→ THE EXERCISE: Identify every line in the material below that contains the string "sign", and copy each of those lines. Case counts.

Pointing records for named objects
______

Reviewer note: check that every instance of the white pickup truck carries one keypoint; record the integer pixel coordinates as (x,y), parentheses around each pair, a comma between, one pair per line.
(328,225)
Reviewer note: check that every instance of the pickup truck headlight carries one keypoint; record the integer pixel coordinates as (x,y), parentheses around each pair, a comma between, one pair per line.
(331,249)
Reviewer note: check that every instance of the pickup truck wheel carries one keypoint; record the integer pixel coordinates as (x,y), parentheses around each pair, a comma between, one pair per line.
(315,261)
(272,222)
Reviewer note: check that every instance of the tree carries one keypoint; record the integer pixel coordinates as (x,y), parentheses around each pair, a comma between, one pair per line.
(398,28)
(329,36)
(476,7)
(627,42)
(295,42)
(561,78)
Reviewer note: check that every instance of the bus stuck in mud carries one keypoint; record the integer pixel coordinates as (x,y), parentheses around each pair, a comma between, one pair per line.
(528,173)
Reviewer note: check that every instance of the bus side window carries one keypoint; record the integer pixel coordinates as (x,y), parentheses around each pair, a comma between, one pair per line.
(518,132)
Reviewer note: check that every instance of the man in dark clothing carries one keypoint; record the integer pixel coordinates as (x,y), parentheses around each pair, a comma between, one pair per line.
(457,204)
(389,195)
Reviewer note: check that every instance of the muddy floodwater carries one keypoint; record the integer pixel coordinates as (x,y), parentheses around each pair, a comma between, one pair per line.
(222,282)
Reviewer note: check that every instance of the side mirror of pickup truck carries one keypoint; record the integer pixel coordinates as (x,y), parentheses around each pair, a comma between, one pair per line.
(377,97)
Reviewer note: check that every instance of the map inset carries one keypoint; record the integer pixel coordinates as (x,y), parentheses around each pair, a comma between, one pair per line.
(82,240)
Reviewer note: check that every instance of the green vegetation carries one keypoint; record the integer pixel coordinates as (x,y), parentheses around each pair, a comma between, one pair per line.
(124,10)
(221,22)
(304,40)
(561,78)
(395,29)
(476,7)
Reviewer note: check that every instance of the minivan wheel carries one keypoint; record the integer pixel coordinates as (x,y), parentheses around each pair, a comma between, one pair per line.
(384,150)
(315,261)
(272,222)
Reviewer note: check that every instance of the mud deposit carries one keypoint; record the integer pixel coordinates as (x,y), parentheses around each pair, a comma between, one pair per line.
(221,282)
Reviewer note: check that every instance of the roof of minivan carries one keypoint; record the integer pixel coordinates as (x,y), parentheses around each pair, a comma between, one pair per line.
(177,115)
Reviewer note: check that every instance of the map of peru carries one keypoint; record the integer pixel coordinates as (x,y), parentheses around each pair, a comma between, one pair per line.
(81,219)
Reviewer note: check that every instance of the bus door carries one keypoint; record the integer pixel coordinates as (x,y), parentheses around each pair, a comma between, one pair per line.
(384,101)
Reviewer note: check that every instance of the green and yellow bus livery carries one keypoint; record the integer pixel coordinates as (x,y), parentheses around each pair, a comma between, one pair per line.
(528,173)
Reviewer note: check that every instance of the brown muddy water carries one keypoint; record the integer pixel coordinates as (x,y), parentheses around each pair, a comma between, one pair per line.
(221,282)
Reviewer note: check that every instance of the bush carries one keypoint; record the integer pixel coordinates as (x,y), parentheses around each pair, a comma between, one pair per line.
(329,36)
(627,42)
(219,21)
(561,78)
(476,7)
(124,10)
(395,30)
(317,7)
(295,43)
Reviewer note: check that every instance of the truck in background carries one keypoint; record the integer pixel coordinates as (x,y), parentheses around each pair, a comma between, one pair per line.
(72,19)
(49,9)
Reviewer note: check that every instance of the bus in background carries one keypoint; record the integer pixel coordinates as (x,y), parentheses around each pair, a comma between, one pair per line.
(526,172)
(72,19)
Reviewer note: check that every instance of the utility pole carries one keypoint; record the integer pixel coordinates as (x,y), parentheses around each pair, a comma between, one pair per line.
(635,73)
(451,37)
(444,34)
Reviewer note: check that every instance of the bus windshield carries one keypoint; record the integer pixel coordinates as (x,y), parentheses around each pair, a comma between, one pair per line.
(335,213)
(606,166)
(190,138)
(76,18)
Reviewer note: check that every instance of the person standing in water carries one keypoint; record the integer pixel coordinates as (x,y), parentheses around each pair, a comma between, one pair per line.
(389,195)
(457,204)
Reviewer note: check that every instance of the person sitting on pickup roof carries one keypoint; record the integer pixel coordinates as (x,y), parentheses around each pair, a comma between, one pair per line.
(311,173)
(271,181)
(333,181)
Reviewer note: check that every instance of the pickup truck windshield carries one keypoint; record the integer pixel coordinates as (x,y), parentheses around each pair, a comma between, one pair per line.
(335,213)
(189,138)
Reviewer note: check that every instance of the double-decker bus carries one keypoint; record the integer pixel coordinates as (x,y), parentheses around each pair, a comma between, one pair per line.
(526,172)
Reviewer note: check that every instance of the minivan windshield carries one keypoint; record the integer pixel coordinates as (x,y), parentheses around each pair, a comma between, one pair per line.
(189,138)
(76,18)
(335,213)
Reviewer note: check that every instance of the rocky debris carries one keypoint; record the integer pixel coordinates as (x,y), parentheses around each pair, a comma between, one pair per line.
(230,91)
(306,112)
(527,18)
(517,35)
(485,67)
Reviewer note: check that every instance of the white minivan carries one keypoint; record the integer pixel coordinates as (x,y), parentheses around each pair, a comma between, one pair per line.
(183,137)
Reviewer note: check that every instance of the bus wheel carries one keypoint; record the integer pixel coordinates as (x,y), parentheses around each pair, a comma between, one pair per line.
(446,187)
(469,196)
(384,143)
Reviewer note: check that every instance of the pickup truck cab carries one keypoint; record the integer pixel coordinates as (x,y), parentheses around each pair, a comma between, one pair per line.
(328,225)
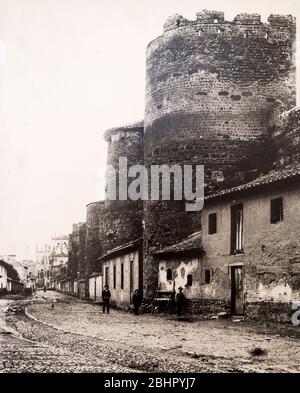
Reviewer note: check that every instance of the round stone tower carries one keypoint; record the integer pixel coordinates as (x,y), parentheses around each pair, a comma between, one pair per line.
(94,212)
(121,220)
(210,86)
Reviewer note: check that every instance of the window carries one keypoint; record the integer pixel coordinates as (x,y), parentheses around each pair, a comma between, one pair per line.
(212,223)
(107,276)
(131,276)
(122,275)
(237,228)
(189,281)
(276,210)
(207,276)
(115,276)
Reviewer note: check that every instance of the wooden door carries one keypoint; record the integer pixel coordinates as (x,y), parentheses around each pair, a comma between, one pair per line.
(237,292)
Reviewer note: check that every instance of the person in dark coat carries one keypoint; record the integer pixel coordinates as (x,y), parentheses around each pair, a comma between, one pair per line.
(106,298)
(171,303)
(136,301)
(180,302)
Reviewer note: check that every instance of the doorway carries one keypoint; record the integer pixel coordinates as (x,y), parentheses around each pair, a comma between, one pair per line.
(237,290)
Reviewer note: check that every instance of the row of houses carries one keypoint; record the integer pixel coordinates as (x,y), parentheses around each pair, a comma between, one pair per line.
(16,276)
(227,112)
(244,258)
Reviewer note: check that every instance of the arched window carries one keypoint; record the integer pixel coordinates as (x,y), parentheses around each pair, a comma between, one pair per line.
(189,281)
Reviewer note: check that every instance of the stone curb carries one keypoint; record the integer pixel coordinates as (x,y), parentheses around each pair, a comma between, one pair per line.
(30,316)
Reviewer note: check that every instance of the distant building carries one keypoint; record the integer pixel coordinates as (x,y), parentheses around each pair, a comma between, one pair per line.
(122,272)
(9,279)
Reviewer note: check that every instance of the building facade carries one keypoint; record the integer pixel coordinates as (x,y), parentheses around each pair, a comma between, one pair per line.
(220,94)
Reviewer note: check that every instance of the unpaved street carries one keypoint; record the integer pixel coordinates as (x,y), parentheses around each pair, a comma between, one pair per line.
(75,336)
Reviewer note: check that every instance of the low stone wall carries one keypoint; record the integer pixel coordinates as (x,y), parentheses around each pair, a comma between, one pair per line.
(269,311)
(205,307)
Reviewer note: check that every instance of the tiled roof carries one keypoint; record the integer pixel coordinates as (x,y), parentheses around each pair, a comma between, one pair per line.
(272,177)
(190,243)
(120,249)
(127,127)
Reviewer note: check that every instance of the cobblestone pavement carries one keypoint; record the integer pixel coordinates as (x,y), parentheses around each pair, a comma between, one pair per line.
(84,339)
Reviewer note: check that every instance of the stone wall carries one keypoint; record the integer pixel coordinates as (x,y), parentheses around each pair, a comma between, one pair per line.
(210,89)
(93,245)
(285,136)
(271,257)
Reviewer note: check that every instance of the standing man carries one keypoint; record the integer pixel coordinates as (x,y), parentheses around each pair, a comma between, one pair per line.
(106,298)
(180,302)
(136,301)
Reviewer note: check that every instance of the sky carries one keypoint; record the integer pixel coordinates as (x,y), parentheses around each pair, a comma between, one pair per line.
(69,70)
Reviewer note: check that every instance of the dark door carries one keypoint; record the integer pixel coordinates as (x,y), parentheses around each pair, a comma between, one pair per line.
(237,293)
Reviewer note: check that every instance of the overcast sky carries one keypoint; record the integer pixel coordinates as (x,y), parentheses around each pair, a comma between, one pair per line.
(70,69)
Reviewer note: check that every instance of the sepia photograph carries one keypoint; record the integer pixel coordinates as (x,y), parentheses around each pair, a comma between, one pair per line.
(149,189)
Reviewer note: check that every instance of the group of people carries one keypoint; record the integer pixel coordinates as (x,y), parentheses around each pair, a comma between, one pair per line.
(136,300)
(177,300)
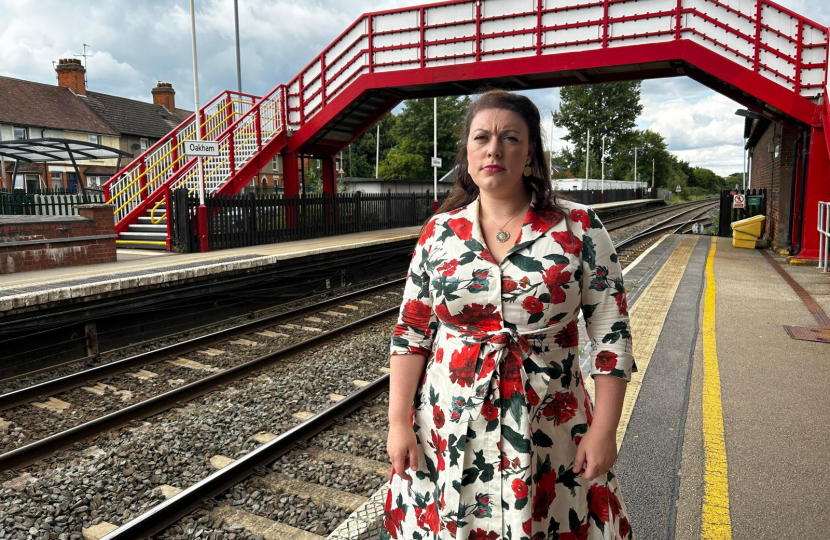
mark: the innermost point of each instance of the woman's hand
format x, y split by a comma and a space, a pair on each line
402, 448
599, 449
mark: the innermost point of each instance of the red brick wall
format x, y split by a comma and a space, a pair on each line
775, 174
95, 220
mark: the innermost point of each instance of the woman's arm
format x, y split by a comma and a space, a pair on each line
401, 445
605, 311
410, 347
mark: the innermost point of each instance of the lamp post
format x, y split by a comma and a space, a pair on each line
602, 176
587, 157
197, 131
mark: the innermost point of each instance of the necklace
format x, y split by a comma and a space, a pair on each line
502, 236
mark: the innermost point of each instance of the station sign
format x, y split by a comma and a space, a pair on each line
201, 148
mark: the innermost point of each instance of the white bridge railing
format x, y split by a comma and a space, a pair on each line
823, 227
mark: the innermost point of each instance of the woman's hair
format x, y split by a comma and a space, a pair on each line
465, 190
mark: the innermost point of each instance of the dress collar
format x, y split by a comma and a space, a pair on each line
466, 223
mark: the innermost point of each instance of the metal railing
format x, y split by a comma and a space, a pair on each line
823, 227
128, 189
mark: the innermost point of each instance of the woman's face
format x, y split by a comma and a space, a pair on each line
498, 148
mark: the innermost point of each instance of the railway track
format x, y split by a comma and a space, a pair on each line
59, 412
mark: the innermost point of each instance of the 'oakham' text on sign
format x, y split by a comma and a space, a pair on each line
201, 148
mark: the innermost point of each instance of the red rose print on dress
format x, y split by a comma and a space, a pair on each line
606, 360
511, 375
461, 227
542, 220
543, 494
416, 314
489, 411
477, 316
487, 256
449, 267
438, 416
429, 230
581, 533
533, 305
554, 278
599, 501
568, 337
561, 409
519, 488
463, 365
432, 519
570, 243
582, 217
392, 518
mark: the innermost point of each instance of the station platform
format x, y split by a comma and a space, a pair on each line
136, 271
725, 428
725, 431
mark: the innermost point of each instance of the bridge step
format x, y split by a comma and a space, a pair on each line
147, 227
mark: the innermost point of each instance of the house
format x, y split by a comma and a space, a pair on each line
30, 110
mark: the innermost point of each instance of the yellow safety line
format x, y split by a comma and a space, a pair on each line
716, 524
647, 317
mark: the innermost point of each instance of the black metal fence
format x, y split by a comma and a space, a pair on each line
46, 203
249, 220
253, 219
595, 196
755, 204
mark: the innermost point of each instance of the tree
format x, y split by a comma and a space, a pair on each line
413, 132
361, 164
609, 109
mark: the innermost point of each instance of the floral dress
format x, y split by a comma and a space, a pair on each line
502, 404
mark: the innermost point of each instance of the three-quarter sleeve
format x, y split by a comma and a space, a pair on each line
417, 322
604, 304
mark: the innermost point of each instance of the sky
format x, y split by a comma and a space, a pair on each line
135, 44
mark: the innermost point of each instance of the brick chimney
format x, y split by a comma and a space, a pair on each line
71, 75
164, 95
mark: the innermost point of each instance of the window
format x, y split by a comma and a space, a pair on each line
57, 180
32, 183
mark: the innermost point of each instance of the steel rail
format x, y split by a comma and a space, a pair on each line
23, 395
36, 450
177, 507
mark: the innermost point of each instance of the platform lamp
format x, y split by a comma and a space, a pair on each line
746, 113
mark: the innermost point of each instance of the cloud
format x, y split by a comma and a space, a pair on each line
134, 46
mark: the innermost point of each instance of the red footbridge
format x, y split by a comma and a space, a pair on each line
756, 52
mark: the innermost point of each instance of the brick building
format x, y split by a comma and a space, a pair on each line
772, 164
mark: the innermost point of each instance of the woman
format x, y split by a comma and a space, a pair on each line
492, 432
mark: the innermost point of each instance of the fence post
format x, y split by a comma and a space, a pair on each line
357, 205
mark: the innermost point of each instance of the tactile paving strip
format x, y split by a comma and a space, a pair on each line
647, 318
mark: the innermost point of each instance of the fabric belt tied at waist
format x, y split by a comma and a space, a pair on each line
468, 401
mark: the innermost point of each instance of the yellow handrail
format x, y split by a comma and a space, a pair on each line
149, 167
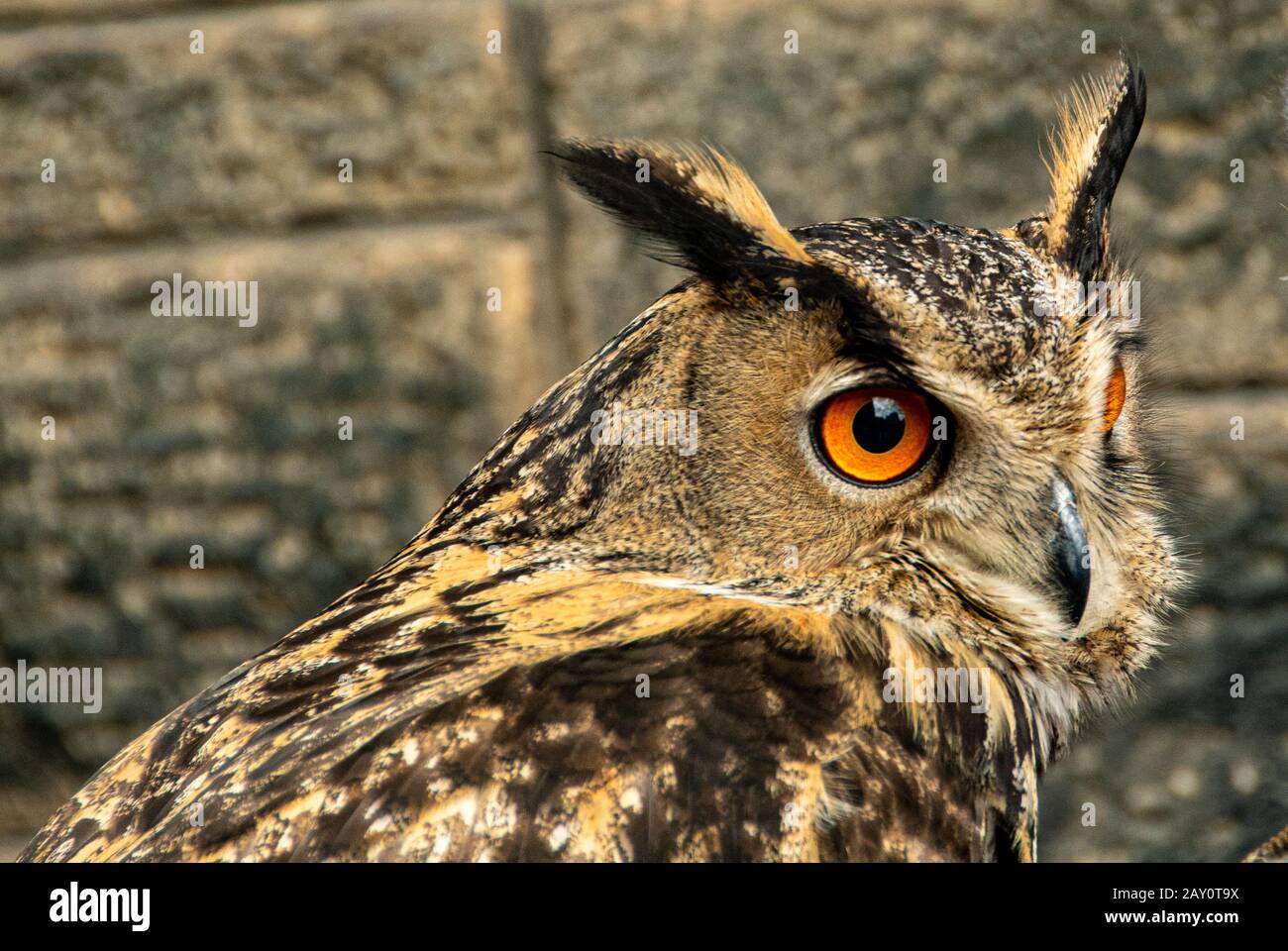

______

→ COMPLETE OUTPUT:
mark: the innermost point of each instance of the station sign
mark: the innermost point of each instance of the 'oakham' text on sign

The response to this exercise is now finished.